▶ **Requirements**
Which lines in the records below contain the string "high"? Pull out each of those lines in full.

▶ **Dataset excerpts**
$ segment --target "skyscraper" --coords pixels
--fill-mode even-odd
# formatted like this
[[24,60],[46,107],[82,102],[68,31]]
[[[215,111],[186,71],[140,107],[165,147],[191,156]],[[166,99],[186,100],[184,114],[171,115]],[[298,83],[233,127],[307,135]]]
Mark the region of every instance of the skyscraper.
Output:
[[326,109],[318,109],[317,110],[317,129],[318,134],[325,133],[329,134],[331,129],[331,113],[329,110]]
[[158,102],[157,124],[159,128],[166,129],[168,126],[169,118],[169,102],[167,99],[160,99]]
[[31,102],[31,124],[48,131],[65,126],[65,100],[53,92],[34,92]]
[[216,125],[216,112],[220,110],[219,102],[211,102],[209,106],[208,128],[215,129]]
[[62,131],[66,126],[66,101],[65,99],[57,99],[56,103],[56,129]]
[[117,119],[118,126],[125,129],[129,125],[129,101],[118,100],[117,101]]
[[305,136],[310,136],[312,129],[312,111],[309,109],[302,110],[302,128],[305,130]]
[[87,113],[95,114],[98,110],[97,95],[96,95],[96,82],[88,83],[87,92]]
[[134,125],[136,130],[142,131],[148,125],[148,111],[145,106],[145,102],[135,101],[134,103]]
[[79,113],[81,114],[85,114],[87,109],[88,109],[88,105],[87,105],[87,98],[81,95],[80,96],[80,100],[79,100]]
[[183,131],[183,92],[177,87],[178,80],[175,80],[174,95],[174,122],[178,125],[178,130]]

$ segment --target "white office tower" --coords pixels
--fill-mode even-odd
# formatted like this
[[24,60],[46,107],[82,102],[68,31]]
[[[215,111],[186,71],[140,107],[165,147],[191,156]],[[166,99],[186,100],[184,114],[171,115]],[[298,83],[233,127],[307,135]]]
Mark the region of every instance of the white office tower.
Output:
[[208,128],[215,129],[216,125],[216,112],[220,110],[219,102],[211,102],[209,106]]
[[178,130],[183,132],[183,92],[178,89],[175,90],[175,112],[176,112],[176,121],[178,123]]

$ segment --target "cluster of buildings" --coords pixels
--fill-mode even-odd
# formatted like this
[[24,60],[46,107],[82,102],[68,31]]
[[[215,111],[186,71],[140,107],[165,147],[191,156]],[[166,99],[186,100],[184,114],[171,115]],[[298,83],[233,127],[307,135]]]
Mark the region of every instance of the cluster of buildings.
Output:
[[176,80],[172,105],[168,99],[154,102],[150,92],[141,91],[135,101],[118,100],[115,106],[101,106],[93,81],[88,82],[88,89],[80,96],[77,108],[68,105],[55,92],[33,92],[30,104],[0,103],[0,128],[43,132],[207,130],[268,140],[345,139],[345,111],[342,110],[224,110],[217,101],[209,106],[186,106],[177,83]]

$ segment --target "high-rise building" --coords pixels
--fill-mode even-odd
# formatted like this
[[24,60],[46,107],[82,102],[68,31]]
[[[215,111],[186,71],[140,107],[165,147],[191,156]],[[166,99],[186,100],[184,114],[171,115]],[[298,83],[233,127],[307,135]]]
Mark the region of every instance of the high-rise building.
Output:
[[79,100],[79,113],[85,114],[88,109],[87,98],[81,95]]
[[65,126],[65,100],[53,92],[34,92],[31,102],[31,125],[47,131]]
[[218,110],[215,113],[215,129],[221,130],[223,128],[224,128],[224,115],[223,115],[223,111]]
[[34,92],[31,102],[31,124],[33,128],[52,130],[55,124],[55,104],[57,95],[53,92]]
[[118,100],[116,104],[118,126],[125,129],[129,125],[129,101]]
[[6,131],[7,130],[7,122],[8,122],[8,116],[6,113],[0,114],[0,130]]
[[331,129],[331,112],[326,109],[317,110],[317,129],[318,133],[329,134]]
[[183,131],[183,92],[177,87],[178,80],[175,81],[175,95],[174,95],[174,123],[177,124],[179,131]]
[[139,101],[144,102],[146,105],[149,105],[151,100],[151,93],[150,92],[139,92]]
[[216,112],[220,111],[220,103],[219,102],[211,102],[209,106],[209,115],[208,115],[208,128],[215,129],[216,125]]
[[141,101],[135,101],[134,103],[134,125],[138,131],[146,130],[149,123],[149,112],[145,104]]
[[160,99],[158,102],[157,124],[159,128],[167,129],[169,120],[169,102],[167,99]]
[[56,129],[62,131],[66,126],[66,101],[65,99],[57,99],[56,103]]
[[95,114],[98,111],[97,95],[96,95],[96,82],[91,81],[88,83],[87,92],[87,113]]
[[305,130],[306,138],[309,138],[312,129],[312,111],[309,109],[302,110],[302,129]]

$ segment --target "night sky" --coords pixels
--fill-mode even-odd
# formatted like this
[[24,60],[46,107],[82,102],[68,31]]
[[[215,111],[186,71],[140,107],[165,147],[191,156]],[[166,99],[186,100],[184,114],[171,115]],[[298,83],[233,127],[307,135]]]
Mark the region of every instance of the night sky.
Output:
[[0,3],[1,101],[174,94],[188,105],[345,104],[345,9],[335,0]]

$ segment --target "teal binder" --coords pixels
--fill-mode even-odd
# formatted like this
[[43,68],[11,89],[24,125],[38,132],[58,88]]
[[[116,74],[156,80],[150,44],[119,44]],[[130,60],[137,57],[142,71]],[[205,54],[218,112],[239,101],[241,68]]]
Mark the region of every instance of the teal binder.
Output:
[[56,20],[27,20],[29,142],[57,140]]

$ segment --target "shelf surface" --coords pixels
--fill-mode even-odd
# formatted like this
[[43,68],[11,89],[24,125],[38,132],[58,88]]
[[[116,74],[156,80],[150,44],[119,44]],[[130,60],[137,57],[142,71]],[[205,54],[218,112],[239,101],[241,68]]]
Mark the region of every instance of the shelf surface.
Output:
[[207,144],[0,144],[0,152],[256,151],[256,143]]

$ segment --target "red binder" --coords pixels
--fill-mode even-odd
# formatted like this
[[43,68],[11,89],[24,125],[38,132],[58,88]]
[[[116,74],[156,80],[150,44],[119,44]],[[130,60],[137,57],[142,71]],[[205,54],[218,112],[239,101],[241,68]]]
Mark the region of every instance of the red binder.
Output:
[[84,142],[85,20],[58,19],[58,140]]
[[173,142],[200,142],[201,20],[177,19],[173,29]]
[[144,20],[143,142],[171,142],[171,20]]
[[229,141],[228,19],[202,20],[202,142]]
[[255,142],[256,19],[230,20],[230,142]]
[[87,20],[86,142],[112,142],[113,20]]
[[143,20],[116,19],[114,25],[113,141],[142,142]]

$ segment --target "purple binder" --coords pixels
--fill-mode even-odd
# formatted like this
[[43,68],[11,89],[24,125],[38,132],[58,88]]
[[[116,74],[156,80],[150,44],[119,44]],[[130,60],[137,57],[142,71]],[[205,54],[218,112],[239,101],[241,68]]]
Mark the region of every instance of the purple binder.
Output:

▶ **Exercise solution**
$ segment --target "high-rise building" --coords pixels
Mark the region of every instance of the high-rise building.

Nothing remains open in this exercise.